*** Selection

> I have a couple of questions on XSL stylesheets.
> 1)<xsl:template match="MEMBER">
> <xsl:apply-templates select="NAME"/>
> <xsl:apply-templates select="Phone[@type='work']"/>
> </xsl:template>
>
> When u say <xsl:apply-templates select="NAME"/>, Will all the
> NAME nodes
> under MEMBER be selected(say there are more than 1 NAME nodes under
> MEMBER)?Also will the NAME template rule be applied to each
> one of the NAME
> nodes before the Phone node is selected?
yes, and yes.
>
> 2)
> <xsl:variable name='signers' select=/legal_authenticator/person'/>
> <xsl:if test='$signers'>
> .....
> .....
> </xsl:if>
>
> What is the xsl:if tag doing here? Is it testing whether
> /legal_authenticator/person' exists??
Yes. The value of a variable is a node-set; when used as a test in an
xsl:if, it is converted to a boolean. An empty node-set is treated as
false, a non-empty node-set as true.

******
*** Dataset extract

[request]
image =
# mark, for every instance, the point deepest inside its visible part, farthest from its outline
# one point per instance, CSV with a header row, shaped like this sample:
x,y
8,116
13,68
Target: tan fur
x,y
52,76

******

*List of tasks*.
(a) Copy the exchange about XSL stylesheets word for word, in full.
(b) Reproduce every line of the listing, requests included, and raise each coordinate in the listing's answers by 124.

*Solution set*.
(a)
> I have a couple of questions on XSL stylesheets.
> 1)<xsl:template match="MEMBER">
> <xsl:apply-templates select="NAME"/>
> <xsl:apply-templates select="Phone[@type='work']"/>
> </xsl:template>
>
> When u say <xsl:apply-templates select="NAME"/>, Will all the
> NAME nodes
> under MEMBER be selected(say there are more than 1 NAME nodes under
> MEMBER)?Also will the NAME template rule be applied to each
> one of the NAME
> nodes before the Phone node is selected?
yes, and yes.
>
> 2)
> <xsl:variable name='signers' select=/legal_authenticator/person'/>
> <xsl:if test='$signers'>
> .....
> .....
> </xsl:if>
>
> What is the xsl:if tag doing here? Is it testing whether
> /legal_authenticator/person' exists??
Yes. The value of a variable is a node-set; when used as a test in an
xsl:if, it is converted to a boolean. An empty node-set is treated as
false, a non-empty node-set as true.

(b)
[request]
image =
# mark, for every instance, the point deepest inside its visible part, farthest from its outline
# one point per instance, CSV with a header row, shaped like this sample:
x,y
8,116
13,68
Target: tan fur
x,y
176,200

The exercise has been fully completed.